**WHAT IS ASKED**
Please set down every line of the data below word for word, with no changes.

**PROVIDED MATERIAL**

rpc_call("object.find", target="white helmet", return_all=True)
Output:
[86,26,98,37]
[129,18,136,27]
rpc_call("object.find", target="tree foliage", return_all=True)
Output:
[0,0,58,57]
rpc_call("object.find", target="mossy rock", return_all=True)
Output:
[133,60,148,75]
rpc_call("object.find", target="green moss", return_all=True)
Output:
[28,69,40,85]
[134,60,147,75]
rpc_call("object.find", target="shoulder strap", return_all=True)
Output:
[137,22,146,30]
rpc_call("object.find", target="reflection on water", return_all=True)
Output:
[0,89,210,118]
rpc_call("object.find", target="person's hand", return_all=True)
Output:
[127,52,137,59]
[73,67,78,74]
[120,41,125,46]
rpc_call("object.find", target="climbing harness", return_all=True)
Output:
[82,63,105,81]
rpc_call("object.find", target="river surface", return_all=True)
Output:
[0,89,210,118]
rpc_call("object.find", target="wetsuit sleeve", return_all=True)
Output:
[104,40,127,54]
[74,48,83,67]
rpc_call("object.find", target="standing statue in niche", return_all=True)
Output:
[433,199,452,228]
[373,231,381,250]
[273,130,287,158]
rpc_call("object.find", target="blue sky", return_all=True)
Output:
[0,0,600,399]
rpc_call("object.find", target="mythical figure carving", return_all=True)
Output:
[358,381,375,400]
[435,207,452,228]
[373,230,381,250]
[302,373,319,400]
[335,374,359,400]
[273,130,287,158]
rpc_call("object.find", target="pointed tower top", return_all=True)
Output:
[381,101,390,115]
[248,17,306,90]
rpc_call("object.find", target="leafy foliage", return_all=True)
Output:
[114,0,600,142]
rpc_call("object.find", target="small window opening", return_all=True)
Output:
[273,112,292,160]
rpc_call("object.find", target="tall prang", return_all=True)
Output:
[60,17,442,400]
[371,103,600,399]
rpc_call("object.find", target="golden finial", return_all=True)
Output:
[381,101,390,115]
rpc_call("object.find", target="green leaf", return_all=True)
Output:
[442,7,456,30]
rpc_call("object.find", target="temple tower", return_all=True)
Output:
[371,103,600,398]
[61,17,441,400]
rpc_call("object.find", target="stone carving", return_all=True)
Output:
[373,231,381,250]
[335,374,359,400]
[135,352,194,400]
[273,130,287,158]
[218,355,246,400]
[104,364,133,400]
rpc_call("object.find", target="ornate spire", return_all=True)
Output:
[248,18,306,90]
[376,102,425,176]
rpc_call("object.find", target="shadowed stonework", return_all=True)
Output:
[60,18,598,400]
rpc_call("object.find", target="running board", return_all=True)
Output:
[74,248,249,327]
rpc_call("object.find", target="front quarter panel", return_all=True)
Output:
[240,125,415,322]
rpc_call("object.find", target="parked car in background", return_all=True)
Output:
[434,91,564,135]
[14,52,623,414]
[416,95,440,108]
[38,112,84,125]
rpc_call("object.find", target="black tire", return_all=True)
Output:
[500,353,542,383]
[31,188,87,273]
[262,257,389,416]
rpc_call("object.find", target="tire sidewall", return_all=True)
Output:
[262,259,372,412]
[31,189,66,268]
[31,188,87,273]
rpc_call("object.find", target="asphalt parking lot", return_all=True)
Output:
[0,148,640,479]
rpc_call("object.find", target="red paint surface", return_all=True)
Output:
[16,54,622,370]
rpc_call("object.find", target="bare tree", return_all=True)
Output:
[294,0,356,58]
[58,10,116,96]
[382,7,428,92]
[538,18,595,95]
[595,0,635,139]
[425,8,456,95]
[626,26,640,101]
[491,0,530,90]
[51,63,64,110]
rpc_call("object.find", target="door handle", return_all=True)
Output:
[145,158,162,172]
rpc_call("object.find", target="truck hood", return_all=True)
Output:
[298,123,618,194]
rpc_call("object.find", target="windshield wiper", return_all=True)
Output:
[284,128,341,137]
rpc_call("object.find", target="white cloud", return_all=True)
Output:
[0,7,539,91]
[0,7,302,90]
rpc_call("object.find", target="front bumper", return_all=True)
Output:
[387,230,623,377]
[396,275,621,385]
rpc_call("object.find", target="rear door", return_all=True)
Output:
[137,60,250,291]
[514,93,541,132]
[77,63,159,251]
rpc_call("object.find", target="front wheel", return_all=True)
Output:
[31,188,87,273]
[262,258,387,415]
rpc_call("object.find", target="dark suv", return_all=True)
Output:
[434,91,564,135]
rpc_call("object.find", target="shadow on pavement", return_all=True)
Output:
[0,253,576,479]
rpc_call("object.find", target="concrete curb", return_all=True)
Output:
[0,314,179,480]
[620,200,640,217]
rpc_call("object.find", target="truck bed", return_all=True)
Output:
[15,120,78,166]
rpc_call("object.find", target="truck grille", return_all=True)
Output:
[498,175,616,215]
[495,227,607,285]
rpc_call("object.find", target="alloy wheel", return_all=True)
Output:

**FINISHED TASK**
rpc_call("object.find", target="white helmet", return_all=True)
Output:
[86,26,98,37]
[129,18,136,27]
rpc_call("object.find", target="tree foliage", return_all=True)
Output:
[0,0,58,57]
rpc_call("object.find", target="mossy rock", return_all=True)
Output:
[133,60,148,75]
rpc_call("object.find", target="green moss", return_all=True)
Output:
[28,69,40,85]
[134,60,147,75]
rpc_call("object.find", target="shoulder strap", return_all=True)
Output:
[137,22,146,30]
rpc_call("object.find", target="reflection on water", return_all=True)
Output:
[0,89,210,118]
rpc_call("object.find", target="person's hand", return_all=True)
Output:
[127,52,137,59]
[73,67,78,74]
[120,41,125,46]
rpc_call("object.find", target="climbing harness", return_all=True)
Output:
[82,63,105,81]
rpc_call("object.find", target="river surface", return_all=True)
Output:
[0,89,210,118]
rpc_call("object.find", target="wetsuit sleeve", return_all=True)
Output:
[104,40,127,54]
[74,48,83,67]
rpc_call("object.find", target="standing statue in niche", return_all=True)
Output:
[433,199,452,228]
[373,231,381,250]
[273,130,287,158]
rpc_call("object.find", target="blue sky", return_all=True)
Output:
[0,0,600,399]
rpc_call("object.find", target="mythical figure carving", return_all=True)
Output:
[358,381,375,400]
[435,207,452,228]
[373,230,381,250]
[302,373,319,400]
[335,374,359,400]
[273,130,287,158]
rpc_call("object.find", target="pointed tower top", return_all=True)
Output:
[381,101,390,115]
[248,17,306,90]
rpc_call("object.find", target="leafy foliage", return_all=True)
Output:
[114,0,600,142]
rpc_call("object.find", target="small window opening", return_all=True)
Output:
[273,112,292,160]
rpc_call("object.find", target="tall prang", return_all=True)
Output:
[60,17,442,400]
[371,103,600,399]
rpc_call("object.find", target="golden finial", return_all=True)
Output:
[381,101,390,115]
rpc_call("object.find", target="green leaf", return_all=True)
Output:
[442,7,456,30]
rpc_call("object.find", target="temple tower", return_all=True)
Output:
[371,103,600,398]
[61,17,441,400]
rpc_call("object.find", target="stone carving", return_all=True)
Output:
[373,231,381,250]
[335,374,359,400]
[135,352,194,400]
[273,130,287,158]
[218,355,246,400]
[104,364,133,400]
rpc_call("object.find", target="ornate spire", return_all=True)
Output:
[248,18,306,90]
[376,102,425,176]
rpc_call("object.find", target="shadowed stonework", return_all=True)
Output:
[60,18,598,400]
rpc_call("object.find", target="running board", return_all=True)
Output:
[74,248,249,327]
rpc_call("object.find", target="front quarter panel", return_all=True)
Output:
[240,125,415,322]
rpc_call("object.find", target="parked car in background", return_all=True)
Output:
[434,91,564,135]
[14,52,623,414]
[416,95,440,108]
[38,112,84,125]
rpc_call("object.find", target="black tire", return_all=True)
Output:
[500,353,542,383]
[31,188,87,273]
[262,257,389,416]
rpc_call("object.find", target="tire sidewall", return_all=True)
Output:
[262,259,372,412]
[31,189,66,268]
[31,188,87,273]
rpc_call("object.find", target="asphalt parking lot", return_all=True)
Output:
[0,148,640,479]
rpc_call("object.find", target="red paint surface", return_all=True)
Output:
[16,54,622,370]
rpc_call("object.find", target="bare tree", return_all=True)
Output:
[294,0,356,58]
[58,10,116,96]
[382,7,428,92]
[538,18,595,95]
[595,0,635,139]
[425,8,456,95]
[626,26,640,101]
[491,0,530,90]
[51,63,64,110]
rpc_call("object.find", target="door handle", return_all=True)
Output:
[145,158,162,172]
rpc_call("object.find", target="truck hood", return_all=True)
Output:
[298,123,618,194]
rpc_call("object.find", target="windshield wiper", return_all=True)
Output:
[284,128,341,137]
rpc_call("object.find", target="white cloud", return_all=True)
Output:
[0,7,539,91]
[0,7,302,90]
rpc_call("object.find", target="front bumper", return_all=True)
Output:
[387,230,623,377]
[396,275,621,385]
rpc_call("object.find", target="rear door", return_all=True)
Output:
[137,60,250,291]
[514,93,541,132]
[77,63,159,251]
rpc_call("object.find", target="front wheel", return_all=True)
Output:
[31,188,87,273]
[262,258,387,415]
rpc_call("object.find", target="dark suv", return_all=True)
Output:
[434,91,564,135]
rpc_call("object.find", target="shadow on pavement", return_all=True)
Output:
[0,253,576,479]
rpc_call("object.find", target="concrete curb", return_all=True)
Output:
[0,314,179,480]
[620,200,640,217]
rpc_call("object.find", target="truck bed", return_all=True)
Output:
[15,120,78,166]
rpc_call("object.find", target="truck grille", return_all=True)
Output:
[498,175,616,215]
[495,227,607,285]
rpc_call("object.find", target="alloy wheel", return_all=True)
Output:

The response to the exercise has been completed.